# EXTRACTED MATERIAL
····················
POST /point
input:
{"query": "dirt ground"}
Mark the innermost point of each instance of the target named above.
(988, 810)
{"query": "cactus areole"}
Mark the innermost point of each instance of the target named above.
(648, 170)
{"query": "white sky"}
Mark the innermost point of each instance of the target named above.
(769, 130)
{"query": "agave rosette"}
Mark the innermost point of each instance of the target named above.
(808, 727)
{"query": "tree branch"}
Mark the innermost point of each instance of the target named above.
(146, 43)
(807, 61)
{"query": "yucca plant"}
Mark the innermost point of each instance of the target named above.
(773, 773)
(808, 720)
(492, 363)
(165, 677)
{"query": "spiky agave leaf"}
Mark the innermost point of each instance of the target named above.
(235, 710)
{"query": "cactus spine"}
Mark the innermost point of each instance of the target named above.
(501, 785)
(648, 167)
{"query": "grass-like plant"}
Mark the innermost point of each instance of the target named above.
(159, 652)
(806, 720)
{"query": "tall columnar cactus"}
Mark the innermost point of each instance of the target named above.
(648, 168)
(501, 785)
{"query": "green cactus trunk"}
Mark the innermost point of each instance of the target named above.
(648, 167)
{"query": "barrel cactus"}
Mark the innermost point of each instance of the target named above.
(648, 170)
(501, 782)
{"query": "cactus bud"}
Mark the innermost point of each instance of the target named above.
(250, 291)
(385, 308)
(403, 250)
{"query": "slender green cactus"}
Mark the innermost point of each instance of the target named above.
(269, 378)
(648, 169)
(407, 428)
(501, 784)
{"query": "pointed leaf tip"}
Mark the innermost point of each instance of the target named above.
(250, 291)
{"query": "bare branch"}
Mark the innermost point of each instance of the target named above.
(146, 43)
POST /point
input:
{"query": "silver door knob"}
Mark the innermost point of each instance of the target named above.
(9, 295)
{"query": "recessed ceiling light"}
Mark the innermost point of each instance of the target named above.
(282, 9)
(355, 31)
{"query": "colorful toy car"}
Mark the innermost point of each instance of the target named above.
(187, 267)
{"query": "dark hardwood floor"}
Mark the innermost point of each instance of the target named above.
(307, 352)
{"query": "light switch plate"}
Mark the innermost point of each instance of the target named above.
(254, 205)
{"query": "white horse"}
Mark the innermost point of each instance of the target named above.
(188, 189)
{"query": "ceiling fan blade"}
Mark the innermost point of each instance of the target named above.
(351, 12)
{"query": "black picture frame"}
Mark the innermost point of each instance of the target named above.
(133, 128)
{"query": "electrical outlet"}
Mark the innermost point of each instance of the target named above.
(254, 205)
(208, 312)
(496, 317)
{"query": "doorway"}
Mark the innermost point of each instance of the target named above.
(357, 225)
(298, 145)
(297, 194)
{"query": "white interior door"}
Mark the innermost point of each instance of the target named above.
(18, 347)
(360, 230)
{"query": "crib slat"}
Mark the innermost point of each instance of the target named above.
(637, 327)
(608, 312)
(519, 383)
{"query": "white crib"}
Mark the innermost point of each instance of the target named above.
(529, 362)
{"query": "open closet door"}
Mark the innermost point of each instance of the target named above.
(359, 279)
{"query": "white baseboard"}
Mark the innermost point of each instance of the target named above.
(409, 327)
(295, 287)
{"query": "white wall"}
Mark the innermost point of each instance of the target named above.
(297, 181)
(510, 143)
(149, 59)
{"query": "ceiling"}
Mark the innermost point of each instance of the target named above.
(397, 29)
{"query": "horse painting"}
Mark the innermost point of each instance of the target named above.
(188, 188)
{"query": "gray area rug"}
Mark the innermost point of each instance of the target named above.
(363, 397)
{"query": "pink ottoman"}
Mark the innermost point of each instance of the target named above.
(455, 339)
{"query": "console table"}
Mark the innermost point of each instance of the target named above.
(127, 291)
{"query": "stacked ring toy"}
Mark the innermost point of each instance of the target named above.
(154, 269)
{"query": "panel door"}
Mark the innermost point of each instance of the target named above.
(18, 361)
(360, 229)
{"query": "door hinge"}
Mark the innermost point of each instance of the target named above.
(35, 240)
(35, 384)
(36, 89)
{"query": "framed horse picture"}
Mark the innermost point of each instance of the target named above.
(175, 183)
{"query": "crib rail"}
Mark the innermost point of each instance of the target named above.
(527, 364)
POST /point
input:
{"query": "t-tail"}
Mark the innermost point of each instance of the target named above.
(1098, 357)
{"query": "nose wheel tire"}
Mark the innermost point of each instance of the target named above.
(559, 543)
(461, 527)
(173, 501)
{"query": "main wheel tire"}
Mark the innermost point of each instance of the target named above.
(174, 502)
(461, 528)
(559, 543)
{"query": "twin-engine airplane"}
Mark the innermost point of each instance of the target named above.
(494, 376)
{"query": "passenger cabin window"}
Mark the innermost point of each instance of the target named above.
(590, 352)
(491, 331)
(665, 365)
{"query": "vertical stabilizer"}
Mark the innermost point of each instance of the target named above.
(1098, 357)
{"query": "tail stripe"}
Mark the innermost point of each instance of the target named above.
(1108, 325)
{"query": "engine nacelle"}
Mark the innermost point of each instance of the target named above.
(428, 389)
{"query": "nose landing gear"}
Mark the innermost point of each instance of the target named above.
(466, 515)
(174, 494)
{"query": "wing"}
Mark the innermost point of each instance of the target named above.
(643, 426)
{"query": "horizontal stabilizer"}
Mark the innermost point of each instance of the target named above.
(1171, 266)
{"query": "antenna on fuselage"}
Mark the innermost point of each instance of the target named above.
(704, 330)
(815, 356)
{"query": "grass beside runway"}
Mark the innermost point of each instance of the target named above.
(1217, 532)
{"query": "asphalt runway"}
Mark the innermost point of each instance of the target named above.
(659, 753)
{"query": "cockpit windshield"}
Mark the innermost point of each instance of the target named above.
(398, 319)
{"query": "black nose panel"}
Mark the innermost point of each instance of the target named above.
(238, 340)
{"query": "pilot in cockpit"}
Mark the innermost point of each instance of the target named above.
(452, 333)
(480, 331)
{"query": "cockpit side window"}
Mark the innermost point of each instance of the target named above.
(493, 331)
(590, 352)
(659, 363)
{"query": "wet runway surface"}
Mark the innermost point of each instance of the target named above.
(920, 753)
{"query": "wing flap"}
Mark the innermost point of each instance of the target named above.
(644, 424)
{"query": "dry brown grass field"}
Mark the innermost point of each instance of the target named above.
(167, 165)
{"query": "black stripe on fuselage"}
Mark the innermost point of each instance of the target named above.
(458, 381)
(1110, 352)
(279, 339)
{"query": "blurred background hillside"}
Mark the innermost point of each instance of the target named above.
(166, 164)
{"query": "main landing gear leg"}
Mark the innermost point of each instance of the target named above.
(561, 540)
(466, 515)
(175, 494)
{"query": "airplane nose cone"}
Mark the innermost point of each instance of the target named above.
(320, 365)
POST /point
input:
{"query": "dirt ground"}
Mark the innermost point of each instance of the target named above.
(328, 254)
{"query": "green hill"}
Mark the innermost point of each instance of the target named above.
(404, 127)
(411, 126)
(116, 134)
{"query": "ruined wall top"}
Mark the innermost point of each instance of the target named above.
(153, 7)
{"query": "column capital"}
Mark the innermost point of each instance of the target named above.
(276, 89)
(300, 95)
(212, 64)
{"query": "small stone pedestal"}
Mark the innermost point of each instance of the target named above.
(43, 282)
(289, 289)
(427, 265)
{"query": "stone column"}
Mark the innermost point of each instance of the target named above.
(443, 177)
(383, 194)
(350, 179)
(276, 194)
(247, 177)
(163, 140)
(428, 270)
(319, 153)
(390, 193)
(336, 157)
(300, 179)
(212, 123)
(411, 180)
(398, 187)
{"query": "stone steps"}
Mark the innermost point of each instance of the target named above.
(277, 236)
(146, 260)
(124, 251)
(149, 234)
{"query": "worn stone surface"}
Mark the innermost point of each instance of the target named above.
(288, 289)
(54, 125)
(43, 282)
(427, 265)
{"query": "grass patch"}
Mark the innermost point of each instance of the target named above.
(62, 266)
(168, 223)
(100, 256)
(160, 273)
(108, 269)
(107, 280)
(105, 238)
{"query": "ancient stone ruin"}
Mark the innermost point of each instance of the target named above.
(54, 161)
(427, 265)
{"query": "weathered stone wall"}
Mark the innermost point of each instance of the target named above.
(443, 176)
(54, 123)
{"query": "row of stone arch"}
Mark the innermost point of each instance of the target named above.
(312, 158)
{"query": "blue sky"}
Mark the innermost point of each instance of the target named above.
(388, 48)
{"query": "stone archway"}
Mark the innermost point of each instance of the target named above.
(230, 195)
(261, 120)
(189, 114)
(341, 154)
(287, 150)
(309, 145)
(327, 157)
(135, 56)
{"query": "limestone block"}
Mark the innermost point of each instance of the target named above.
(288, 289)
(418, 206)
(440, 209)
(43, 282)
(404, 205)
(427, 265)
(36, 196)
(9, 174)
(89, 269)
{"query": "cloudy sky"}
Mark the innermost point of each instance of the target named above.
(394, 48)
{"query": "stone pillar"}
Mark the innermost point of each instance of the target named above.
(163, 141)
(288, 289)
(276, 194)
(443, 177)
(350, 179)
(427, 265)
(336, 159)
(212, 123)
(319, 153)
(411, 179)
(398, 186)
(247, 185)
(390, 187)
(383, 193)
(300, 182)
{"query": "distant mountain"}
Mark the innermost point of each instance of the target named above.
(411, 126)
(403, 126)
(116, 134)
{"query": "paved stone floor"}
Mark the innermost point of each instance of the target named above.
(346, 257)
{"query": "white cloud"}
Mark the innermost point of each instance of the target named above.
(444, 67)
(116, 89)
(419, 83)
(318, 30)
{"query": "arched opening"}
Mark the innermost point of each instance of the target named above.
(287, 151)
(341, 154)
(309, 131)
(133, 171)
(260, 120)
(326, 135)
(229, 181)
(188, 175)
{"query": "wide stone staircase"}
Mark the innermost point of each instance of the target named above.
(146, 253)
····················
# TASK PROMPT
Out of the records above, pick each line that contains the string "panel".

# COMPLETED TASK
{"query": "panel door"}
{"query": "black nose panel"}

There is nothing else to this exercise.